The task: Repeat each of the rows below word for word, leaving nothing out and changing nothing.

═════ Input for this task

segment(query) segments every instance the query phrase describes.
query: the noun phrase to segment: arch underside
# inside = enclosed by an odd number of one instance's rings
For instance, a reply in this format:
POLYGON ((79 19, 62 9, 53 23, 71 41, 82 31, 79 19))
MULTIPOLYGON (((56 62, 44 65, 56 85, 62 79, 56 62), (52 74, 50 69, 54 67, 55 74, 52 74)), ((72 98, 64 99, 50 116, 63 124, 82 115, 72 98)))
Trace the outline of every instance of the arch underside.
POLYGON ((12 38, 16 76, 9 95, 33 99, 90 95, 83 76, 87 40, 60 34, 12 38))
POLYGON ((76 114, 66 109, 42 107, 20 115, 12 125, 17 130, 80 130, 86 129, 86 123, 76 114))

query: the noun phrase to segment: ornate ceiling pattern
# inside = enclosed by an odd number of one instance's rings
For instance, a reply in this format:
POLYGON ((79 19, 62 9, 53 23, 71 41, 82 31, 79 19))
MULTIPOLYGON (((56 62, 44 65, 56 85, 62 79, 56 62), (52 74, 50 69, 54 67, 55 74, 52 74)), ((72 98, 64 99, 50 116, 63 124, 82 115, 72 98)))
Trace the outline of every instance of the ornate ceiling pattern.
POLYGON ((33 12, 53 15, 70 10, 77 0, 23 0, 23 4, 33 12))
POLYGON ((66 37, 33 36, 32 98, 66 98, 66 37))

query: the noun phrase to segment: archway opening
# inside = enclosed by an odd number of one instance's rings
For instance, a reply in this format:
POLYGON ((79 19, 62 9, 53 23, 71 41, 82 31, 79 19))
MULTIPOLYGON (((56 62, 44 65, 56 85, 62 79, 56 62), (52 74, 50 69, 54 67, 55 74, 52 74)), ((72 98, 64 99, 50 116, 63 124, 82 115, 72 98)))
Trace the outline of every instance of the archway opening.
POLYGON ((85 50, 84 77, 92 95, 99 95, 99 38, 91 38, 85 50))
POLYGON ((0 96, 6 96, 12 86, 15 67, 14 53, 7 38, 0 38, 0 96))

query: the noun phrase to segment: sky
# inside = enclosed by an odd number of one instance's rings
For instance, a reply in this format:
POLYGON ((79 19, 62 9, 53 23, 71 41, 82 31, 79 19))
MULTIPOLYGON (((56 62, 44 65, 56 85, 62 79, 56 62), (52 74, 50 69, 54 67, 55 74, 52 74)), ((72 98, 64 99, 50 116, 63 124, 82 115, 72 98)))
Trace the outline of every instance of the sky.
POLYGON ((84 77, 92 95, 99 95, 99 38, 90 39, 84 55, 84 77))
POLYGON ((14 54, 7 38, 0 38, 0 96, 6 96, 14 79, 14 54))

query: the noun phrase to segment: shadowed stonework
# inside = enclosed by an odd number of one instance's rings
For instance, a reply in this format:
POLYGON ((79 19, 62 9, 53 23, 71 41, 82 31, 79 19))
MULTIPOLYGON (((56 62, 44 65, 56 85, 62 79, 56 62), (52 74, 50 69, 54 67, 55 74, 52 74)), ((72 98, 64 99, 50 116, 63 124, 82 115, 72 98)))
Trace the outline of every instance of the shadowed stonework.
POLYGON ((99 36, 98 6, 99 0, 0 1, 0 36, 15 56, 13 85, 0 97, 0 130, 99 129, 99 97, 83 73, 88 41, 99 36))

══════════

Problem solution:
segment(query) segments every instance the query phrase describes.
query: the noun phrase to segment: arch underside
# inside = enclosed by an odd number of one instance's rings
For instance, a reply in this format:
POLYGON ((79 19, 62 9, 53 23, 71 41, 82 31, 79 19))
MULTIPOLYGON (((56 62, 44 65, 56 85, 62 79, 56 62), (52 74, 50 69, 54 67, 55 74, 52 74)), ((72 98, 64 99, 50 116, 63 124, 82 115, 72 98)))
Trace the outline of every instance of the arch underside.
POLYGON ((12 38, 16 76, 9 95, 33 99, 90 95, 83 76, 87 40, 60 34, 12 38))
POLYGON ((76 114, 66 109, 42 107, 20 115, 12 125, 17 130, 80 130, 86 129, 86 123, 76 114))

query: the noun phrase to segment: ornate ceiling pattern
# inside = enclosed by an odd number of one instance's rings
For instance, a reply in this format:
POLYGON ((79 19, 62 9, 53 23, 71 41, 82 31, 79 19))
MULTIPOLYGON (((56 62, 44 65, 56 85, 62 79, 56 62), (52 74, 50 69, 54 67, 55 74, 52 74)), ((72 98, 64 99, 50 116, 63 124, 82 115, 72 98)))
Trace the outline of every instance of the ornate ceiling pattern.
POLYGON ((33 12, 53 15, 70 10, 77 0, 23 0, 23 4, 33 12))
POLYGON ((66 37, 33 36, 32 98, 66 98, 66 37))

query: the noun phrase to segment: archway opening
# inside = enclosed by an odd number of one instance's rings
For instance, a reply in this format:
POLYGON ((79 19, 62 9, 53 23, 71 41, 82 31, 79 19))
MULTIPOLYGON (((56 62, 44 65, 56 85, 62 79, 56 62), (52 74, 50 69, 54 67, 55 74, 52 74)), ((72 98, 64 99, 50 116, 63 124, 82 115, 72 98)))
Trace the outline of every instance of the archway opening.
POLYGON ((85 50, 84 77, 92 95, 99 95, 99 38, 91 38, 85 50))
POLYGON ((0 96, 6 96, 12 86, 15 67, 14 53, 7 38, 0 38, 0 96))

query: the noun phrase to segment: sky
# inside = enclosed by an odd number of one instance's rings
For instance, a reply in this format:
POLYGON ((79 19, 62 9, 53 23, 71 41, 82 31, 79 19))
MULTIPOLYGON (((56 62, 44 65, 56 85, 62 79, 56 62), (52 74, 50 69, 54 67, 55 74, 52 74)), ((72 98, 64 99, 50 116, 63 124, 82 115, 72 98)))
Trace the outline of every instance of the sky.
POLYGON ((84 77, 92 95, 99 95, 99 38, 90 39, 84 55, 84 77))
POLYGON ((14 54, 7 38, 0 38, 0 96, 6 96, 14 79, 14 54))

query: the noun phrase to segment: shadowed stonework
# inside = enclosed by an odd number of one instance's rings
For instance, a reply in this format:
POLYGON ((79 19, 62 9, 53 23, 71 41, 82 31, 79 19))
MULTIPOLYGON (((56 62, 44 65, 56 85, 62 79, 56 62), (52 74, 50 69, 54 67, 55 74, 52 74)), ((72 98, 64 99, 50 116, 63 124, 82 115, 72 98)))
Trace the outline of every instance of the shadowed stonework.
POLYGON ((99 36, 98 6, 99 0, 0 1, 0 36, 15 56, 13 85, 0 97, 0 130, 99 129, 99 97, 83 73, 88 41, 99 36))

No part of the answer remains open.